§ ACTIVITY
Lines holding the string "tall" are the ones to copy from this listing.

● ● ● ●

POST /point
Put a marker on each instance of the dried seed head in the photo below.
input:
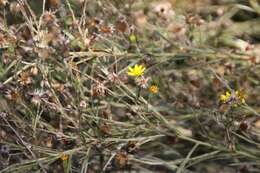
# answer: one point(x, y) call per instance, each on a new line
point(15, 8)
point(49, 18)
point(3, 2)
point(83, 104)
point(121, 159)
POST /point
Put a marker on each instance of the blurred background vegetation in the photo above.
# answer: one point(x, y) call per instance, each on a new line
point(68, 105)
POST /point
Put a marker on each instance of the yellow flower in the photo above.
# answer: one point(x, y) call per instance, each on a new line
point(224, 98)
point(64, 157)
point(237, 97)
point(137, 70)
point(240, 96)
point(132, 38)
point(154, 89)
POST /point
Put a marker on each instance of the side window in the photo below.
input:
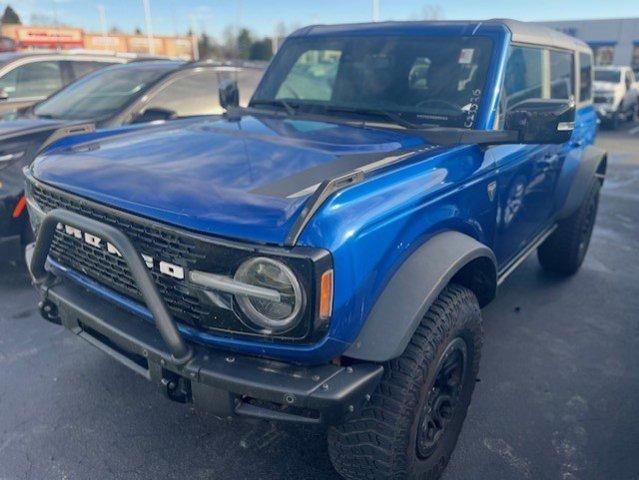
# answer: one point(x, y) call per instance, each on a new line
point(561, 74)
point(194, 94)
point(628, 80)
point(80, 69)
point(524, 75)
point(312, 77)
point(37, 79)
point(585, 77)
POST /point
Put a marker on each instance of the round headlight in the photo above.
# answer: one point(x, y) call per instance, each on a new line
point(265, 314)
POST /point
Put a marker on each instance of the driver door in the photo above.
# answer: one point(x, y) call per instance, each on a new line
point(527, 174)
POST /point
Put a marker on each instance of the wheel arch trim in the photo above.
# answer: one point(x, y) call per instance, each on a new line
point(593, 164)
point(448, 256)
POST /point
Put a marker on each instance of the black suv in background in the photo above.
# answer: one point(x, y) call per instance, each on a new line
point(153, 90)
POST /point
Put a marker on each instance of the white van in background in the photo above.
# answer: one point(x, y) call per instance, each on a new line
point(616, 94)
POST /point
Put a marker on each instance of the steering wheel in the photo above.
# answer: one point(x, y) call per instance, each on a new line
point(446, 103)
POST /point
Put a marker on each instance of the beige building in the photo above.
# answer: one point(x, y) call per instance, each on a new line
point(33, 37)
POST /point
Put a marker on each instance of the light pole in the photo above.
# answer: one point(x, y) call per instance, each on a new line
point(102, 13)
point(375, 10)
point(149, 27)
point(196, 50)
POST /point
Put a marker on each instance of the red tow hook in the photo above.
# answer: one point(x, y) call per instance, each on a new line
point(17, 211)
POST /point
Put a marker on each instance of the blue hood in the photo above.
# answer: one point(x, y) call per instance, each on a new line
point(245, 179)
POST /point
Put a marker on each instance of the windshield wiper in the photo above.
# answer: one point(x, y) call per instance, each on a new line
point(393, 117)
point(46, 116)
point(277, 102)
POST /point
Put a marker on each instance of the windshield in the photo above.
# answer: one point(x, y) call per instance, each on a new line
point(428, 81)
point(100, 94)
point(610, 76)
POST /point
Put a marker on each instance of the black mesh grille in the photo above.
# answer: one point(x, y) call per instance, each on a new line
point(112, 271)
point(186, 301)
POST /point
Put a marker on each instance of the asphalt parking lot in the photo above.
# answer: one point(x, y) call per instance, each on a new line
point(558, 396)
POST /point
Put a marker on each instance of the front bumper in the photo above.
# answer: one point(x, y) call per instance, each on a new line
point(605, 112)
point(223, 383)
point(11, 229)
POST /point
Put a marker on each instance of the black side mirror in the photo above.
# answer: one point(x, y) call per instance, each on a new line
point(542, 120)
point(229, 94)
point(154, 114)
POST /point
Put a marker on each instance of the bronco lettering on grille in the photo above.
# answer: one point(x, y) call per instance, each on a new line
point(166, 268)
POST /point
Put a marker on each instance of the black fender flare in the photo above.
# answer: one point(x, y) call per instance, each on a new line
point(448, 256)
point(592, 164)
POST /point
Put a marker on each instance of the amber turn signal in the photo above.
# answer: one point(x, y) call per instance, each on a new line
point(326, 295)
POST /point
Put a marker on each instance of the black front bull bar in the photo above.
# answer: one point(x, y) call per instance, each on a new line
point(219, 382)
point(164, 322)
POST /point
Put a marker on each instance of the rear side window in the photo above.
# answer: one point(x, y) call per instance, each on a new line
point(561, 74)
point(524, 75)
point(585, 77)
point(80, 69)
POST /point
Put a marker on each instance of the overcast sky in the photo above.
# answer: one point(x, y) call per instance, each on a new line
point(174, 16)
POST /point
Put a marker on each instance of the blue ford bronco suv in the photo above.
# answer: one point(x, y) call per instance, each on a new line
point(322, 255)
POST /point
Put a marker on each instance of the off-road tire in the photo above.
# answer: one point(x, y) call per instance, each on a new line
point(564, 251)
point(381, 441)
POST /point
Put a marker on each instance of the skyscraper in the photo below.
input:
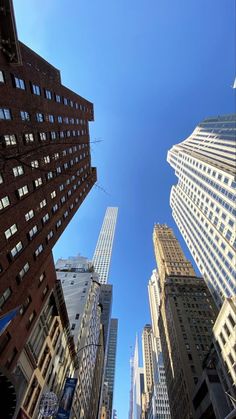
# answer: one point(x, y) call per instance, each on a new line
point(82, 292)
point(187, 314)
point(160, 401)
point(138, 384)
point(103, 250)
point(111, 362)
point(148, 366)
point(45, 174)
point(203, 201)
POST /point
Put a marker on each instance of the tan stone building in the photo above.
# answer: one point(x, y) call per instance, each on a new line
point(187, 315)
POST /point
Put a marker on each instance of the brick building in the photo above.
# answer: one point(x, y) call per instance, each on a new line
point(45, 174)
point(187, 315)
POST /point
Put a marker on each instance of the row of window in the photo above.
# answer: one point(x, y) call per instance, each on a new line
point(24, 190)
point(20, 83)
point(6, 113)
point(18, 247)
point(29, 138)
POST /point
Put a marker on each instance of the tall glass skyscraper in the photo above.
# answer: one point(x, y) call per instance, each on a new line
point(203, 201)
point(102, 254)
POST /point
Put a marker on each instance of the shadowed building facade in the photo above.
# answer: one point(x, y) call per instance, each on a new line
point(45, 174)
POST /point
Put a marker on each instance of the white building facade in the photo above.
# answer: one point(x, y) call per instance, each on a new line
point(81, 291)
point(159, 404)
point(103, 250)
point(203, 201)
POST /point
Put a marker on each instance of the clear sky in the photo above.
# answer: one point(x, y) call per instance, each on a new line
point(153, 69)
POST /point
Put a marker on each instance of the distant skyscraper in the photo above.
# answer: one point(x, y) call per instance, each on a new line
point(203, 201)
point(138, 385)
point(102, 254)
point(111, 361)
point(187, 313)
point(160, 402)
point(147, 347)
point(82, 296)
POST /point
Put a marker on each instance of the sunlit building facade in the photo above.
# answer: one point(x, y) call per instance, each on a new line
point(203, 201)
point(103, 250)
point(187, 315)
point(159, 403)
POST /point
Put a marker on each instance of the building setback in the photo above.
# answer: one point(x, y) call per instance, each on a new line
point(82, 294)
point(159, 402)
point(45, 174)
point(187, 315)
point(111, 362)
point(203, 201)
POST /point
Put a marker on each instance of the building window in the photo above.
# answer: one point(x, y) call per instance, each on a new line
point(48, 94)
point(58, 224)
point(5, 113)
point(32, 232)
point(10, 139)
point(227, 329)
point(50, 235)
point(22, 191)
point(19, 83)
point(49, 175)
point(38, 182)
point(38, 250)
point(35, 163)
point(2, 77)
point(29, 215)
point(31, 319)
point(43, 203)
point(4, 202)
point(232, 321)
point(4, 297)
point(46, 159)
point(45, 218)
point(11, 231)
point(29, 138)
point(18, 171)
point(16, 249)
point(23, 271)
point(42, 277)
point(36, 89)
point(39, 117)
point(25, 305)
point(25, 116)
point(42, 136)
point(58, 98)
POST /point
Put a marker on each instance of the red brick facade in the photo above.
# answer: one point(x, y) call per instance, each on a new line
point(45, 174)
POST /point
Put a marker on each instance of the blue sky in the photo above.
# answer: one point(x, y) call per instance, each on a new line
point(153, 69)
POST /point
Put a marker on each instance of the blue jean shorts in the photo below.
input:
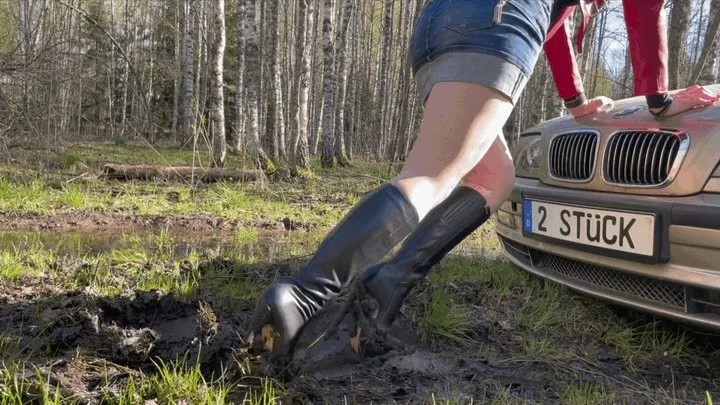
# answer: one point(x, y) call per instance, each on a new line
point(495, 43)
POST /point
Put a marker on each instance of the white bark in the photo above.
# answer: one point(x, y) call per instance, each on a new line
point(217, 95)
point(328, 137)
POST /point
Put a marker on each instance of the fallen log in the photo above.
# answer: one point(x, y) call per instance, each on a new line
point(142, 172)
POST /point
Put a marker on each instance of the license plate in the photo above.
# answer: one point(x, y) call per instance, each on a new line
point(616, 230)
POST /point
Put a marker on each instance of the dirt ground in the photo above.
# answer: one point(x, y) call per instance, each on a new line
point(91, 346)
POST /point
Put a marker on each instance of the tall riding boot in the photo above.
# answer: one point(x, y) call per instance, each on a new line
point(438, 233)
point(366, 234)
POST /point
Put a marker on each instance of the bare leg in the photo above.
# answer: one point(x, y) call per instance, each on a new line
point(493, 177)
point(458, 141)
point(459, 128)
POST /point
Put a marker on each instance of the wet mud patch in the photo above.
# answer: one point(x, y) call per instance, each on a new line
point(82, 343)
point(121, 221)
point(492, 366)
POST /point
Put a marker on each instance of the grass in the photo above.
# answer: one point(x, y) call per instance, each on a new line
point(16, 390)
point(443, 318)
point(537, 348)
point(586, 394)
point(640, 342)
point(174, 382)
point(543, 316)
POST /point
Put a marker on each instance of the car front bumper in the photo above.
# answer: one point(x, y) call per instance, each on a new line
point(681, 282)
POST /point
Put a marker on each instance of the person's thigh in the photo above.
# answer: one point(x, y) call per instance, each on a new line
point(454, 136)
point(470, 69)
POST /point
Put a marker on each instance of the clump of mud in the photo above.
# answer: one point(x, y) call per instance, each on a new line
point(82, 343)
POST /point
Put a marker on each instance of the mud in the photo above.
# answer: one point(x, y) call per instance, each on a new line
point(117, 222)
point(91, 346)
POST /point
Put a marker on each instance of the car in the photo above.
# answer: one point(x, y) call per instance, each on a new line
point(624, 207)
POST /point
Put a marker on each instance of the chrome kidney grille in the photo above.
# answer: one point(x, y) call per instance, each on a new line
point(572, 156)
point(644, 158)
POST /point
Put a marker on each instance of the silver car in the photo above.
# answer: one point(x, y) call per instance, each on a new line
point(624, 207)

● ● ● ●

§ WRITTEN ANSWER
Put a marker on each instance of the tall glass skyscraper in the photo above.
Put a marker on each instance of the tall riding boot in the photo above.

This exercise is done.